Maida Coleman (born July 1, 1954) is a Democratic politician from Missouri. Coleman was first elected to public office in 2000, when she was elected to the Missouri House of Representatives from the 63rd district. In 2002, Coleman won a special election to the Missouri Senate, representing the 5th district. Coleman represented the 5th district in the Missouri Senate until 2009, and from 2004 to 2008 she served as the minority leader. She was the first African American woman to serve as Senate Minority Leader in the Missouri Senate. Coleman has served on the Missouri Public Service Commission since she was appointed to the commission in 2015.
 
While in the Missouri Senate, Coleman served on the following committees:
Administration
Agriculture, Conservation, Parks and Natural Resources
Financial and Governmental Organizations and Elections
Gubernatorial Appointments
Ways and Means

Coleman is a graduate of Lincoln University of Missouri with a degree in journalism. She has three children: John, Alaina and James. She currently resides in St. Louis, Missouri.

> [Provided information]
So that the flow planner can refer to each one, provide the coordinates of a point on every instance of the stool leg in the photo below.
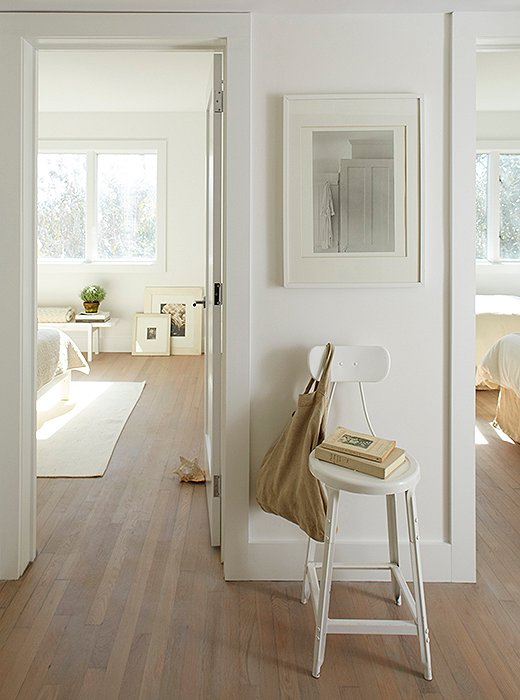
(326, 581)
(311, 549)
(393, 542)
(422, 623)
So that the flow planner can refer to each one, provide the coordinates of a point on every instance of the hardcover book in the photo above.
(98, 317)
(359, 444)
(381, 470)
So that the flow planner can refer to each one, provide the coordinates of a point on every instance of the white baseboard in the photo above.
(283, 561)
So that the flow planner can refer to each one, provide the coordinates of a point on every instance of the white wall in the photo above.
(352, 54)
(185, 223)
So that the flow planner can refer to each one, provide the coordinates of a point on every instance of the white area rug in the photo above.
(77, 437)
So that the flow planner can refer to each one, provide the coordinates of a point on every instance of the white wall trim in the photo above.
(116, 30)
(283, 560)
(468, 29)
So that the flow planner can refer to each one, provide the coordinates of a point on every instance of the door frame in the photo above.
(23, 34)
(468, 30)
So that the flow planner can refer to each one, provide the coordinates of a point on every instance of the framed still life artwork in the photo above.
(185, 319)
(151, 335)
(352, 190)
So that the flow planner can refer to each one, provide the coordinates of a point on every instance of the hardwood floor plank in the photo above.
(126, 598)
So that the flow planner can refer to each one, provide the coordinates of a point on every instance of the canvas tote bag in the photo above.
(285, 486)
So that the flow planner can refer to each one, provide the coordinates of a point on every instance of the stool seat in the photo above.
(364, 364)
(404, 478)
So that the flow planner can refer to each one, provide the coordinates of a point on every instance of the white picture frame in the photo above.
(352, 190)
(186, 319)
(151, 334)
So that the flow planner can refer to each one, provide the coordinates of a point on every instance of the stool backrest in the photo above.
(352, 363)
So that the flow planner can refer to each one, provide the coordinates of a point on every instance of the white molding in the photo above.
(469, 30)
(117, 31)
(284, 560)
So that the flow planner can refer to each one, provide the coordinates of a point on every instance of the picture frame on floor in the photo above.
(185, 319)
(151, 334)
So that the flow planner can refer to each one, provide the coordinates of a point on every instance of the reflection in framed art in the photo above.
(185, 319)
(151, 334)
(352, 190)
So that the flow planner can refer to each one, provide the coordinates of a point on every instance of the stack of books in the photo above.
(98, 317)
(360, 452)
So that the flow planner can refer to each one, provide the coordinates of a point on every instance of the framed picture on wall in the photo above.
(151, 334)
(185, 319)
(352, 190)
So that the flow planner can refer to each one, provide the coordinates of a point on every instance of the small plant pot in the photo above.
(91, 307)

> [Exercise description] Copy out the part of the text about Maida Coleman that begins with the words containing "Coleman is a" and ends with "St. Louis, Missouri.". The entries are separate from the text about Maida Coleman.

> [Task answer]
Coleman is a graduate of Lincoln University of Missouri with a degree in journalism. She has three children: John, Alaina and James. She currently resides in St. Louis, Missouri.